- _Requirement_:
Pull out each line of the listing below that contains the string "wheat", and copy those lines in their original order.

- _Records supplied_:
+++
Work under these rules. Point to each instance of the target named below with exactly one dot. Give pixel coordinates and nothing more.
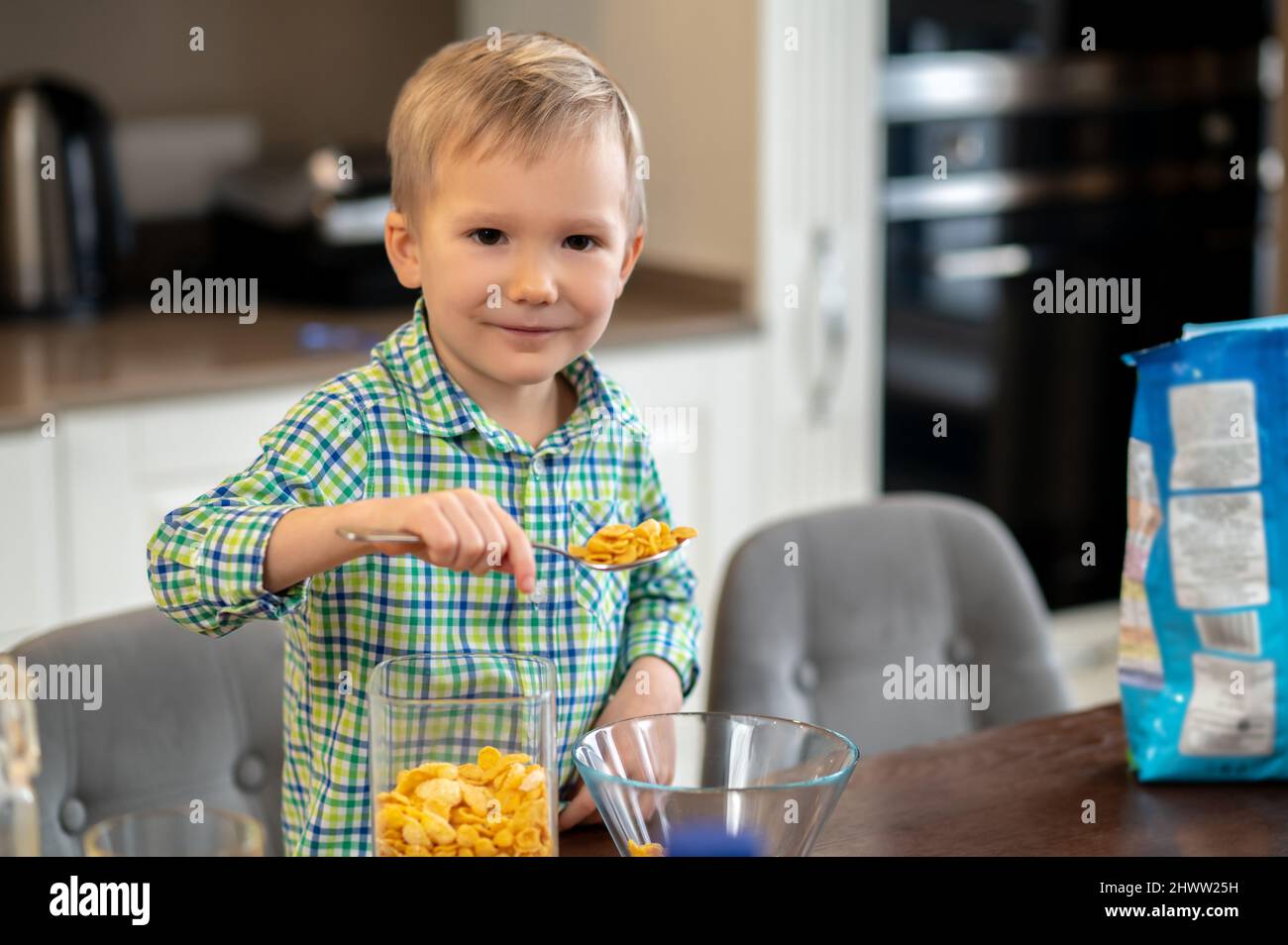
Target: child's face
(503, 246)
+++
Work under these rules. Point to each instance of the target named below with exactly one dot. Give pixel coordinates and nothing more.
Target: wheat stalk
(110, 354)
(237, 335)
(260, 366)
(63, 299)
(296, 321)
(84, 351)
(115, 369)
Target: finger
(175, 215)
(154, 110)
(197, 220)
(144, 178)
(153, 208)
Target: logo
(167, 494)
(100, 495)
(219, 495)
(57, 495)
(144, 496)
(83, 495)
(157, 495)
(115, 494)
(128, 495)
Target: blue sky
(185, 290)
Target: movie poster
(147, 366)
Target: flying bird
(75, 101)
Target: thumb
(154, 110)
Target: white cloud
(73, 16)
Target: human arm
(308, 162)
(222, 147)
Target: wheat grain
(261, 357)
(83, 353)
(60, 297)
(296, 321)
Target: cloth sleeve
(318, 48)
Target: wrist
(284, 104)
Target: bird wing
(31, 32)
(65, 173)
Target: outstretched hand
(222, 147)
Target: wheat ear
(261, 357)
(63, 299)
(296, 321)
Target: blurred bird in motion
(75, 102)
+++
- _Response below_:
Target: wheat stalk
Target: wheat grain
Target: wheat ear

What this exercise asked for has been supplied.